▶ **DONNÉES FOURNIES**
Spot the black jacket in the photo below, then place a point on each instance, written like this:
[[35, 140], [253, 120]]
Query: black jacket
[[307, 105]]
...
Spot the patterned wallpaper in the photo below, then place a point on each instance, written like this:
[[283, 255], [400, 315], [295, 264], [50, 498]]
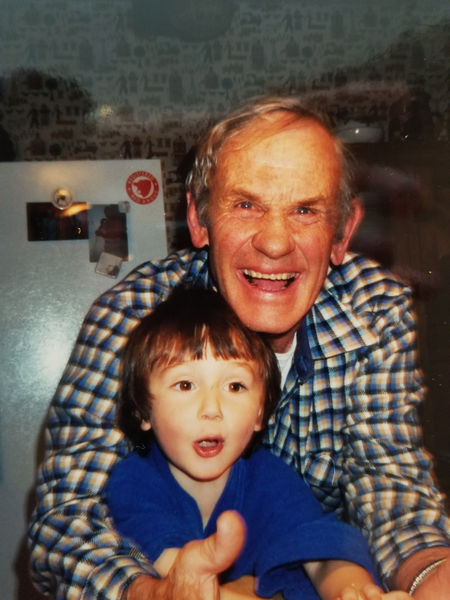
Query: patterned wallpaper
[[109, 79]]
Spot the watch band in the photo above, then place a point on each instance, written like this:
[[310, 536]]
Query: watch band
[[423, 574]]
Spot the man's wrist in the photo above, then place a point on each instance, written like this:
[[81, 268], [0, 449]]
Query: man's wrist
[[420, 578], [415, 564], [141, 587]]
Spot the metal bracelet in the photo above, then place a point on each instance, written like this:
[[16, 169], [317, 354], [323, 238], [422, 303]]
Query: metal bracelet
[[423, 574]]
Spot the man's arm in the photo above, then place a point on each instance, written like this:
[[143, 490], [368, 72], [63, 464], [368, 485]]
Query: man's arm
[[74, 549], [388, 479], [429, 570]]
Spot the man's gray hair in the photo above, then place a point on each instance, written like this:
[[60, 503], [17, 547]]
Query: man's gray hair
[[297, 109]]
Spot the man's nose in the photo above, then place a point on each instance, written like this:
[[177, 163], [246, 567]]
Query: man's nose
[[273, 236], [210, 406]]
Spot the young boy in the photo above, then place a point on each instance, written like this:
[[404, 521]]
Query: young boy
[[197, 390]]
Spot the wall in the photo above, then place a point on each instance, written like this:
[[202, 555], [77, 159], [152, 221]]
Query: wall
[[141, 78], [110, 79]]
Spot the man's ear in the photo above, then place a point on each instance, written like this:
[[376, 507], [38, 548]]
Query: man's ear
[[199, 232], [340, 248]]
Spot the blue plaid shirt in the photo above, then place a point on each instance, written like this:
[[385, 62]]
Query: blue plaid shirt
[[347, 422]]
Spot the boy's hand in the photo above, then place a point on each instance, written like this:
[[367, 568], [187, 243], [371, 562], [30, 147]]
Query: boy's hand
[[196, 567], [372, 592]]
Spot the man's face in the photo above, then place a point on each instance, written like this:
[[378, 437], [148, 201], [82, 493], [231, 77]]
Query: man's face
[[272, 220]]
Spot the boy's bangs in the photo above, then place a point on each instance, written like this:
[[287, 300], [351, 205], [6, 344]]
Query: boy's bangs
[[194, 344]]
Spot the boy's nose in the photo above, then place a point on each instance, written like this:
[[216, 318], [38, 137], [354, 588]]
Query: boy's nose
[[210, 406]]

▶ **ÉNONCÉ**
Recopiez mot pour mot les lignes allant de celle qui contient « Spot the black » jusqu'à celle qui contient « [[307, 105]] », ces deux lignes incluses.

▶ **CORRIGÉ**
Spot the black jacket in the photo below, then place a point on each instance, written like this:
[[35, 140], [253, 120]]
Query: black jacket
[[307, 105]]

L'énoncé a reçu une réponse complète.